Stored entries:
+ + + +

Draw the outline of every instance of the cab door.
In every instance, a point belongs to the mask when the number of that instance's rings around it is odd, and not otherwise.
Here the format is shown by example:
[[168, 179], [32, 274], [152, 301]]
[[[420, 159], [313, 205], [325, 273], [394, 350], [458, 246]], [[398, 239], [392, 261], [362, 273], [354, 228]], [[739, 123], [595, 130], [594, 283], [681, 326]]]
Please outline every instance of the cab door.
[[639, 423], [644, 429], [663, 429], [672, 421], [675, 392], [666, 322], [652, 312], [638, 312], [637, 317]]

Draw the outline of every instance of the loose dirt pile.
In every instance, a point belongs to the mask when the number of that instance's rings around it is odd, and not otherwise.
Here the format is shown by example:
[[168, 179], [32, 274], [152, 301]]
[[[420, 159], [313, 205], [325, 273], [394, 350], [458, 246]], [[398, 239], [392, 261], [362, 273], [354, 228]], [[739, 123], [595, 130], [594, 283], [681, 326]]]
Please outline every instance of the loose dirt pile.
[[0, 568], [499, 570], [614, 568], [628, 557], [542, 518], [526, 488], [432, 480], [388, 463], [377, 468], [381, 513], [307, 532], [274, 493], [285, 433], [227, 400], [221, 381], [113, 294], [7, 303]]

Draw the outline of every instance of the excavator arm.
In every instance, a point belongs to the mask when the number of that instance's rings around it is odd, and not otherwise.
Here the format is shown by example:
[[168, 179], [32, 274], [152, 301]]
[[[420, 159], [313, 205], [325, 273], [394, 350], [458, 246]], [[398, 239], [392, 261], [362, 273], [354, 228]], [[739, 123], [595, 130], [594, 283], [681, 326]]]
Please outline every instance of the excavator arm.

+ + + +

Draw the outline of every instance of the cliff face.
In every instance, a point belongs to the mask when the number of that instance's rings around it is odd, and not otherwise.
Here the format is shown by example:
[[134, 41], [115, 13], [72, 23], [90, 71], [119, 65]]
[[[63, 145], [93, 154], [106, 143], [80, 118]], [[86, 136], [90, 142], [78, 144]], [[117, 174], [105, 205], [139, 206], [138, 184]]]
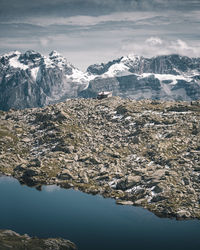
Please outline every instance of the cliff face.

+ + + +

WHAT YOU NEED TO DO: Render the lines from the one containing "Draw the outline of every instance of the loose" through the one containing "Please outline every instance of the excavator", inclusive, as a Markdown table with columns Row and Line. Number the rows and skip blank lines.

SOLUTION:
| Row | Line |
|---|---|
| 1 | Draw the outline of every instance of the loose dirt pile. |
| 2 | In every instance, a point belongs to the mask when the number of that instance's rings around it is odd, and not otherwise. |
| 3 | Here the format is shown by example: |
| 4 | [[168, 179], [32, 274], [152, 301]] |
| 5 | [[[420, 159], [313, 205], [325, 273], [394, 350], [458, 246]], [[398, 239], [392, 261], [362, 273], [354, 228]], [[739, 123], [595, 130], [594, 283], [681, 326]]] |
| 6 | Please outline every instance of the loose dirt pile. |
| 7 | [[0, 568], [499, 570], [614, 568], [628, 557], [542, 518], [526, 488], [432, 480], [388, 463], [377, 468], [381, 513], [307, 532], [274, 493], [285, 433], [227, 400], [221, 381], [113, 294], [7, 303]] |
| 8 | Draw the outline of every instance of the excavator arm. |
| 9 | In every instance, a point belongs to the mask when the number of that instance's rings around it is odd, and not otherwise. |
| 10 | Here the format is shown by example: |
| 11 | [[168, 179], [32, 274], [152, 301]] |
| 12 | [[[420, 159], [313, 205], [325, 273], [394, 350], [458, 246]], [[398, 239], [392, 261], [362, 273], [354, 228]], [[739, 123], [595, 130], [594, 283], [681, 326]]] |
| 13 | Please outline every instance of the excavator arm. |